-- start Records supplied --

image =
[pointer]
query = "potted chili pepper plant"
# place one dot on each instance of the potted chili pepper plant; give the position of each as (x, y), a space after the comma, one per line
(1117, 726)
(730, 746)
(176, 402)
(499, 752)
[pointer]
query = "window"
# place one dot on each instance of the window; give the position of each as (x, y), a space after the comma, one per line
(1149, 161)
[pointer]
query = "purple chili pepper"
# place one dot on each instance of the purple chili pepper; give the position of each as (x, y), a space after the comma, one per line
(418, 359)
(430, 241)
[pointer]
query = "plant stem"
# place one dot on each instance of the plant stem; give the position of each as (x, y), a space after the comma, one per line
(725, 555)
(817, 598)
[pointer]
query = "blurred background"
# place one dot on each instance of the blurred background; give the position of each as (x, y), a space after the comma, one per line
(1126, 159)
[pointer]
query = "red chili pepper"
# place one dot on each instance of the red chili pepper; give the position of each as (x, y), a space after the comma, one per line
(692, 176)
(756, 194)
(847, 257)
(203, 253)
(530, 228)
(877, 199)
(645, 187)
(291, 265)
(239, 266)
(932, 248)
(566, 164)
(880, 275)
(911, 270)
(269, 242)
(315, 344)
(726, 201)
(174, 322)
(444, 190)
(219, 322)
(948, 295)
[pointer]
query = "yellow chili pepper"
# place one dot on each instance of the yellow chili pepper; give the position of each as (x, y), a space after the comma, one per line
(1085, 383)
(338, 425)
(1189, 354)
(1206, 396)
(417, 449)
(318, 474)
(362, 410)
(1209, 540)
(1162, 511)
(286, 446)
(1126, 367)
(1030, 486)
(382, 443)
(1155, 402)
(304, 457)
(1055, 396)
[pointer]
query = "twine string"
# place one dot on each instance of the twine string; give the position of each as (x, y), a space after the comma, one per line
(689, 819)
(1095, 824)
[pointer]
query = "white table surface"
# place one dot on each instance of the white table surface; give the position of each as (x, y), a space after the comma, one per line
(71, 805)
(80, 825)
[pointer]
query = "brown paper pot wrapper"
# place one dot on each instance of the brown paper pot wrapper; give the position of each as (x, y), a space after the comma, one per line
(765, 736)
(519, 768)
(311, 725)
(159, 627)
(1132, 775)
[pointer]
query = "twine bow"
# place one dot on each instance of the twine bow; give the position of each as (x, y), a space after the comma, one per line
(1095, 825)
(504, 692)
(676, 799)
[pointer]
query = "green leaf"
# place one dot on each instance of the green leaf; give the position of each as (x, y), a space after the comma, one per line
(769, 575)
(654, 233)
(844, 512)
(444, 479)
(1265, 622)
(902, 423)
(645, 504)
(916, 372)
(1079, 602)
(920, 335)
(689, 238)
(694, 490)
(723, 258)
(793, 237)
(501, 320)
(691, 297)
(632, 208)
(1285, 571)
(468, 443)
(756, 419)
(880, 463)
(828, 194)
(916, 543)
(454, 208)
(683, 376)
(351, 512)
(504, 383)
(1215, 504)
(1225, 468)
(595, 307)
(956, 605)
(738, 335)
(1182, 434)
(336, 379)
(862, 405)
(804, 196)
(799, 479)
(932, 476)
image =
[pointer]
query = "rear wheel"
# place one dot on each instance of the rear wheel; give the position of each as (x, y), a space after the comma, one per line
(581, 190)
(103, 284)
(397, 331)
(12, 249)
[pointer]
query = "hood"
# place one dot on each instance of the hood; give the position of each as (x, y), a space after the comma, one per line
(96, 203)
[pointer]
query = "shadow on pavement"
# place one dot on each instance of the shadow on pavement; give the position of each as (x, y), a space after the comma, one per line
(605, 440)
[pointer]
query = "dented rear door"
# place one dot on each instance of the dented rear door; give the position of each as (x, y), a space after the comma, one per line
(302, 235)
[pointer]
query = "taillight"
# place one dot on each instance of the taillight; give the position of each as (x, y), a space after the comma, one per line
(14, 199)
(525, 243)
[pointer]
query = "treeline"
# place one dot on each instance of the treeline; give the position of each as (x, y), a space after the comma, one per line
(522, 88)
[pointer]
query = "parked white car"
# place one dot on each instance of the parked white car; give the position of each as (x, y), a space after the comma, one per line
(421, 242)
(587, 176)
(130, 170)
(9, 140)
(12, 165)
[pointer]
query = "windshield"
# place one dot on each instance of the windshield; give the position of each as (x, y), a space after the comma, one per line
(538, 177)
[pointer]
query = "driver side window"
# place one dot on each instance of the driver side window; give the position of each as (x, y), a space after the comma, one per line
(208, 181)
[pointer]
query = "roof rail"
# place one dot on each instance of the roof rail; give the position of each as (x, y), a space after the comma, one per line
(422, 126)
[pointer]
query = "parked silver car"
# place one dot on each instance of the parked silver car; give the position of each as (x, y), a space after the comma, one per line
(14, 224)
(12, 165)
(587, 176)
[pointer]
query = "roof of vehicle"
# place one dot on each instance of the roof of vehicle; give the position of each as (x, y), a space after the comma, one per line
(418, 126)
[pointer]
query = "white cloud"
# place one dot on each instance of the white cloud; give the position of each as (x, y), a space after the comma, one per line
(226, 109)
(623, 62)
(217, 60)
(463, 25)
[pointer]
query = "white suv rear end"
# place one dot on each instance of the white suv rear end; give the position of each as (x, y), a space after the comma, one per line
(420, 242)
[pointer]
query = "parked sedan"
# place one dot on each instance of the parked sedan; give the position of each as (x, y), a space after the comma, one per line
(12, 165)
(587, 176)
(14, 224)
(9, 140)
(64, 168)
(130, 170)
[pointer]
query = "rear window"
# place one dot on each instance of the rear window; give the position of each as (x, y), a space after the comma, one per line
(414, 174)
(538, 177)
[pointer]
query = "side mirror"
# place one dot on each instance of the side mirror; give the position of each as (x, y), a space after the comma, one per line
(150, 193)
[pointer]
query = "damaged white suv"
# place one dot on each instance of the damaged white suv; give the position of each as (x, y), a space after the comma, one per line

-- end Records supplied --

_What you will do_.
Pull out each line of the items above that contains the string "rear". Case counts.

_The output_.
query = "rear wheel"
# place one dot on each instance of the rear wheel; give the position of each as (x, y), a space after the comma, one per line
query = "dented rear door"
# place one dot on each instance of the dented rear door; give the position of each as (x, y), a space after the comma, one per line
query = "white suv rear end"
# place one dot on each instance of the white suv rear end; give the position of each as (x, y), a space after the comma, one per line
query = "rear window"
# place one dot on each instance of the rear window; give the position of each as (x, y), a space after the comma, one per line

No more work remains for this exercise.